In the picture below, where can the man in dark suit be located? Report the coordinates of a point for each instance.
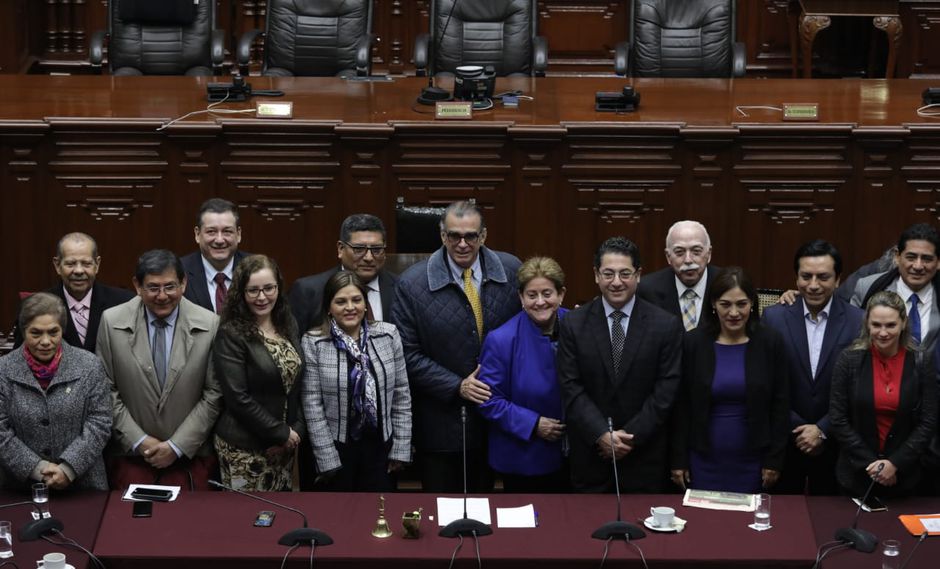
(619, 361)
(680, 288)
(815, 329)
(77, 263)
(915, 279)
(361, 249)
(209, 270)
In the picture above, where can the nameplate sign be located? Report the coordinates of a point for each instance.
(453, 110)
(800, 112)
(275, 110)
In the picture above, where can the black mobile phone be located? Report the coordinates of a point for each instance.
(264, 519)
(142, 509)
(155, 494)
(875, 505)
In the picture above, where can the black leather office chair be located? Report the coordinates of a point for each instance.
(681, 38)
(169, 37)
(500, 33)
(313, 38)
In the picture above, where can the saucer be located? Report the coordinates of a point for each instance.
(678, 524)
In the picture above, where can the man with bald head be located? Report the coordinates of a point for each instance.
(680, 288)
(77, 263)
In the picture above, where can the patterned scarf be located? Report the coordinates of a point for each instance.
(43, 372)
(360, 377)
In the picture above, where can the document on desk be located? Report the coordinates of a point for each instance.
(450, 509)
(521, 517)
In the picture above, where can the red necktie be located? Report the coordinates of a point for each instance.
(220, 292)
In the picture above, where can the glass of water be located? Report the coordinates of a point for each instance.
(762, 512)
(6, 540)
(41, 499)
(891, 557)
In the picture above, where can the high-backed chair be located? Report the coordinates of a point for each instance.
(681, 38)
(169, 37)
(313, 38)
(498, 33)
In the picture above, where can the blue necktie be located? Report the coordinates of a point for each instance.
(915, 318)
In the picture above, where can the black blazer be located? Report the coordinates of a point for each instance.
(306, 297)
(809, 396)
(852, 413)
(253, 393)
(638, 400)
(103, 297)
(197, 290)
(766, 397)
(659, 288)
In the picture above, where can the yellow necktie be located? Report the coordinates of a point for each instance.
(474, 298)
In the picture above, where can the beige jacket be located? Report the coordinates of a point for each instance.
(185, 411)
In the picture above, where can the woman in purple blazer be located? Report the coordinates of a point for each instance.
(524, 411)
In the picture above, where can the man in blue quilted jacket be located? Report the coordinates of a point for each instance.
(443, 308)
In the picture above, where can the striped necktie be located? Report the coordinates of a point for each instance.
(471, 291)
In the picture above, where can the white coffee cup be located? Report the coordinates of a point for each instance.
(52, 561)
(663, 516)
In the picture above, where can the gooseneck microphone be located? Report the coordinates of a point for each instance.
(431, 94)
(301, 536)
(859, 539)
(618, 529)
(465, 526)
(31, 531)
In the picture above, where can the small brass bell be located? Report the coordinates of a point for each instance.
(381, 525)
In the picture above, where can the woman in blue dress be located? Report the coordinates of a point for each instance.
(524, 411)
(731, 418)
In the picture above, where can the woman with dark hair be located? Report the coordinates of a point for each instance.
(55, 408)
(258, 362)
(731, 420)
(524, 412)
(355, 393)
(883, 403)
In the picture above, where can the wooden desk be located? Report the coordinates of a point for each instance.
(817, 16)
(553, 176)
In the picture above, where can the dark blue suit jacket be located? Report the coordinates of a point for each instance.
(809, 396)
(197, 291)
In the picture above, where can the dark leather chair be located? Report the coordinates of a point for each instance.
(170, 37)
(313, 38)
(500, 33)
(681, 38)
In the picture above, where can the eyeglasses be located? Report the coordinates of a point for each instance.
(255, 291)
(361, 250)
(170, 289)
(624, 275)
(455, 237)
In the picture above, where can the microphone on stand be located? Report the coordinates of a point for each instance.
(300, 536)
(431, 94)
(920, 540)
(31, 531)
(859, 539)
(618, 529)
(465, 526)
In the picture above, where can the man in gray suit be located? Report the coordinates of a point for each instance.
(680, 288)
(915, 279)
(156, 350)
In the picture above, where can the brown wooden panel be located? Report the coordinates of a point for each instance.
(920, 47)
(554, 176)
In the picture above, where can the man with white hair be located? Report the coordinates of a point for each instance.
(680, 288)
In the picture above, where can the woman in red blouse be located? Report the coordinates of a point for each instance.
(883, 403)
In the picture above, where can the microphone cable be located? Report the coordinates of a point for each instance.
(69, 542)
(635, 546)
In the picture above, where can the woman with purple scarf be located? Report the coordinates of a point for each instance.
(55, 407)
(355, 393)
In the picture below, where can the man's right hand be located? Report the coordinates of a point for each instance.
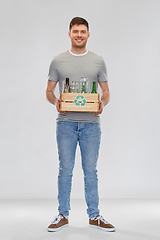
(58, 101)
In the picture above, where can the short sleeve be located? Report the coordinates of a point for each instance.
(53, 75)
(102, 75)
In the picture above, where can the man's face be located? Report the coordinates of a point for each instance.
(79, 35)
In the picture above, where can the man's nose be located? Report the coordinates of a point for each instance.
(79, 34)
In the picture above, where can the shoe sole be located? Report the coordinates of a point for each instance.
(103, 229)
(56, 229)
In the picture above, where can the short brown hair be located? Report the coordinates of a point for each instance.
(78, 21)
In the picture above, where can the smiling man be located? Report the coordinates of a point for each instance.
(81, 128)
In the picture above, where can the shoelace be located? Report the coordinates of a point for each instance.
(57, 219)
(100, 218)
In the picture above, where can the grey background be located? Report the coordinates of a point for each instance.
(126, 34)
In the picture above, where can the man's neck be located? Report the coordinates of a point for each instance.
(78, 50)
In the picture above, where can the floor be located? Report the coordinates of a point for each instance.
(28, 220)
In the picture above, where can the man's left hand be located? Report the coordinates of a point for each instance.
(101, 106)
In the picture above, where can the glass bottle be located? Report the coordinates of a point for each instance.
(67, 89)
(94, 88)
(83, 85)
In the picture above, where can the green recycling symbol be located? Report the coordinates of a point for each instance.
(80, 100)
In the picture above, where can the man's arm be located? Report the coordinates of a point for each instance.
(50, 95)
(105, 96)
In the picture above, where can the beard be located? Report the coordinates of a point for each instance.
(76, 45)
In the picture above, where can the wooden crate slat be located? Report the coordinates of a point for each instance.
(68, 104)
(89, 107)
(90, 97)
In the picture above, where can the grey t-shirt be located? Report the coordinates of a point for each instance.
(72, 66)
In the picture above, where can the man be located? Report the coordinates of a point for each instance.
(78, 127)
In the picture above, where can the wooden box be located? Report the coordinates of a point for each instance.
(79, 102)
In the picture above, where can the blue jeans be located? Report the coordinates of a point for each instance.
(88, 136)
++++++++
What to do:
Return an exact transcription of the entries above, excluding each image.

Response box:
In the picture below, where can the man in dark suit be located? Report the coordinates of a point for each instance.
(619, 361)
(680, 288)
(815, 329)
(77, 263)
(915, 279)
(361, 249)
(209, 270)
In the picture above, where can the nameplate sign be located? Report the coordinates of a point for each instance.
(453, 110)
(800, 112)
(275, 110)
In the picture above, where can the black mobile phone be located? Report the coordinates of a point for each instance.
(264, 519)
(142, 509)
(155, 494)
(875, 505)
In the picture above, where can the black leather office chair be located? Report the coordinates of a point for each instance.
(681, 38)
(169, 37)
(500, 33)
(313, 38)
In the picture above, where can the saucer be located? Report the coordinates of a point for each instance.
(678, 524)
In the picture above, where can the man with bald head be located? Report the coordinates of a point for each instance.
(680, 288)
(77, 263)
In the picture above, where can the patterned scarf be located? Report the coordinates of a point for each instance.
(43, 372)
(360, 377)
In the picture above, where can the document on desk be located? Report the coordinates of a point for each instance.
(450, 509)
(521, 517)
In the picture above, where can the red necktie be located? Report the coordinates of a point for each instance.
(220, 292)
In the picture above, where can the glass of water be located? Report the coordinates of a point for each instance.
(762, 512)
(6, 540)
(41, 499)
(891, 557)
In the picture above, where can the high-backed chair be located? Report the coordinates of a point for each instance.
(681, 38)
(169, 37)
(313, 38)
(498, 33)
In the picture above, where can the blue necktie be located? Report the coordinates of a point for each instance.
(915, 318)
In the picture above, where can the black blazer be located? Report the coordinates of a point for each instance.
(306, 297)
(809, 396)
(852, 413)
(253, 393)
(638, 400)
(103, 297)
(197, 290)
(766, 397)
(659, 288)
In the picture above, where can the yellow necktie be located? Report the coordinates of a point for each instance.
(474, 298)
In the picture above, where can the beige jacket be located? Report the coordinates of a point for each instance.
(185, 411)
In the picture above, where can the woman in purple blazer be located? Report the coordinates of a point for each instance.
(524, 411)
In the picture above, where can the man in blue quilted jacket be located? Report the coordinates of a point for each instance.
(443, 308)
In the picture above, where can the striped necktie be located? Report the coordinates of a point for each instance.
(471, 291)
In the picture above, where can the white coffee cup be located? Report the coordinates of a point for each instance.
(52, 561)
(663, 516)
In the picture above, where can the gooseneck microphone be located? Report the coordinates of a point for each instance.
(431, 94)
(301, 536)
(859, 539)
(618, 529)
(465, 526)
(31, 531)
In the picture above, where can the small brass bell be located? Report the coordinates of a point for each instance.
(381, 525)
In the picture above, where can the woman in blue dress be located? Report the coordinates of a point for each instance.
(524, 411)
(731, 418)
In the picture above, where can the woman with dark hair be located? Report the coordinates of a point for each instance.
(55, 408)
(258, 362)
(731, 420)
(524, 412)
(355, 393)
(883, 403)
In the picture above, where can the wooden desk be located? Report the coordinates of a point for each instance.
(817, 16)
(553, 176)
In the picture above, where can the dark blue suit jacket be located? Report the coordinates of a point for each instance.
(809, 396)
(197, 291)
In the picture above, where can the dark leather chair be located? Report the coordinates of a point for each instance.
(170, 37)
(313, 38)
(500, 33)
(681, 38)
In the picture above, where can the eyeglasses be located? Report the coordinates of a point for each instance.
(255, 291)
(361, 250)
(170, 289)
(624, 275)
(455, 237)
In the picture above, where can the microphone on stand be located? Report the coordinates of a point for each instance.
(300, 536)
(431, 94)
(920, 540)
(31, 531)
(859, 539)
(618, 529)
(465, 526)
In the picture above, where can the man in gray suit be located? Report the coordinates of a point for each instance.
(680, 288)
(915, 279)
(156, 350)
In the picture above, where can the brown wooden panel be located? Report the coordinates of a point for each instance.
(920, 47)
(554, 176)
In the picture above, where can the man with white hair be located? Report the coordinates of a point for each instance.
(680, 288)
In the picture above, where can the woman in red blouse be located? Report the coordinates of a point for each instance.
(883, 403)
In the picture above, where can the microphone cable be located? Report the coordinates of a point for each instance.
(69, 542)
(635, 546)
In the picture above, where can the woman with purple scarf be located? Report the coordinates of a point for each instance.
(55, 407)
(355, 393)
In the picture below, where can the man's right hand be located? Report the coordinates of a point for each instance.
(58, 101)
In the picture above, where can the short sleeve be located? Report the coordinates of a point for each instance.
(53, 75)
(102, 75)
In the picture above, where can the man's face be located? Report the coordinates of a point for each instance.
(79, 35)
In the picture above, where can the man's nose be located? Report the coordinates of a point for each instance.
(79, 34)
In the picture above, where can the shoe sole be located? Report the coordinates of a point for each instance.
(103, 229)
(56, 229)
In the picture above, where can the short brown hair be located? Report the coordinates of a point for each instance.
(78, 21)
In the picture above, where can the smiling man be located? Report the coordinates of a point for each instance.
(81, 128)
In the picture above, where can the shoelace be located? Report the coordinates of a point for each instance.
(57, 219)
(100, 218)
In the picture above, where can the grey background be located? Report the coordinates of a point for each instance.
(126, 34)
In the picture above, where can the man's neck be located? Report the coordinates of a point for each instance.
(78, 50)
In the picture above, where can the floor be located? Report the coordinates of a point for each instance.
(28, 220)
In the picture above, where can the man's left hand be located? Report the coordinates of a point for each instance.
(101, 106)
In the picture above, where can the glass bottle be located? Report the coordinates of a point for each instance.
(67, 89)
(94, 88)
(83, 85)
In the picture above, where can the green recycling symbol be located? Report the coordinates of a point for each instance.
(80, 100)
In the picture above, where can the man's arm be located? Report the coordinates of a point for each instance.
(50, 95)
(105, 96)
In the picture above, where can the beard be located? Report the coordinates of a point for each instance.
(76, 45)
In the picture above, where can the wooden crate slat be located? Report the coordinates of a point for each instance.
(68, 104)
(89, 107)
(90, 97)
In the picture above, where can the grey t-shirt be located? Report the coordinates of a point for each instance.
(72, 66)
In the picture above, where can the man be located? Report the coordinates of a point for each instance.
(78, 127)
In the picture above, where can the wooden box be located? Report the coordinates of a point for each instance.
(79, 102)
In the picture above, where can the blue jeans be located? Report the coordinates of a point for each instance.
(88, 136)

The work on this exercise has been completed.